== 問題 ==
男性のクラミジア感染症についての本文から、「男性のクラミジア感染症とは?」から「な治療法が推奨されています。」まで(両端を含む)を一字も変えずに書き写せ。

== ページ抜粋 ==
========================================================================

男性のクラミジア感染症とは?
クラミジア感染症は、日本国内で最も感染者数が多い性感染症(STD)です。男性においては、症状が軽度または無症状であるため、感染に気づかず放置されることが多く、深刻な健康リスクを引き起こす可能性があります。
クラミジア感染症は、早期発見と適切な治療によって完全に治癒が可能です。感染が疑われる場合やリスクのある行動を取った場合は、医療機関で検査を受けることが自分自身とパートナーを守る最良の手段です。
世界保健機関(WHO)が、クラミジアを含む性感染症に対する新たな治療ガイドラインを公表しました。薬剤耐性の問題に対処するため、適切な抗生物質の選択や用量が示されています。このように現在では最新の科学的知見に基づいた、より効果的な治療法が推奨されています。
また、クラミジア感染症を放置することのリスクが明確になっています。男性女性ともに、HIV感染のリスクが2〜3倍に増加したり、不妊の原因となる可能性があります。自分の体はもちろん、パートナーのためにも、なるべく早めに治療することが大切です。
男性のクラミジアの症状
クラミジア感染症は軽度の症状が多いため、別の疾患や一時的な不調と誤解されやすいです。

========================================================================

[データセットの項目]
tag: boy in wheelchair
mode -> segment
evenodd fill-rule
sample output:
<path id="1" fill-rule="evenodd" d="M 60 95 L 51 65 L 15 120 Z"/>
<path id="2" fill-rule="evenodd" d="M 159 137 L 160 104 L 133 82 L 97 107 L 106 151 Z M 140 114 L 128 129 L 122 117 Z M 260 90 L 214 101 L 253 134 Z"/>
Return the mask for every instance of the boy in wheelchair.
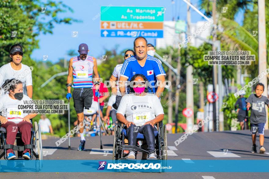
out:
<path id="1" fill-rule="evenodd" d="M 30 119 L 35 117 L 36 114 L 24 113 L 22 109 L 19 109 L 18 106 L 24 104 L 24 101 L 31 100 L 31 98 L 24 95 L 22 82 L 15 79 L 7 80 L 2 86 L 7 88 L 9 93 L 0 98 L 1 127 L 6 129 L 7 144 L 13 145 L 18 131 L 21 134 L 22 140 L 24 145 L 30 144 L 31 129 L 33 125 Z M 23 152 L 22 157 L 26 159 L 31 158 L 30 149 L 25 149 Z M 7 150 L 8 160 L 14 159 L 16 156 L 12 149 Z"/>
<path id="2" fill-rule="evenodd" d="M 148 158 L 156 159 L 154 125 L 164 119 L 164 110 L 157 96 L 148 93 L 145 88 L 148 82 L 141 74 L 134 75 L 128 91 L 130 94 L 123 97 L 117 111 L 117 118 L 126 126 L 128 145 L 135 145 L 138 133 L 144 135 L 147 143 Z M 126 118 L 124 117 L 126 115 Z M 127 158 L 135 159 L 136 151 L 130 151 Z"/>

========================================================================

== 解答 ==
男性のクラミジア感染症とは?
クラミジア感染症は、日本国内で最も感染者数が多い性感染症(STD)です。男性においては、症状が軽度または無症状であるため、感染に気づかず放置されることが多く、深刻な健康リスクを引き起こす可能性があります。
クラミジア感染症は、早期発見と適切な治療によって完全に治癒が可能です。感染が疑われる場合やリスクのある行動を取った場合は、医療機関で検査を受けることが自分自身とパートナーを守る最良の手段です。
世界保健機関(WHO)が、クラミジアを含む性感染症に対する新たな治療ガイドラインを公表しました。薬剤耐性の問題に対処するため、適切な抗生物質の選択や用量が示されています。このように現在では最新の科学的知見に基づいた、より効果的な治療法が推奨されています。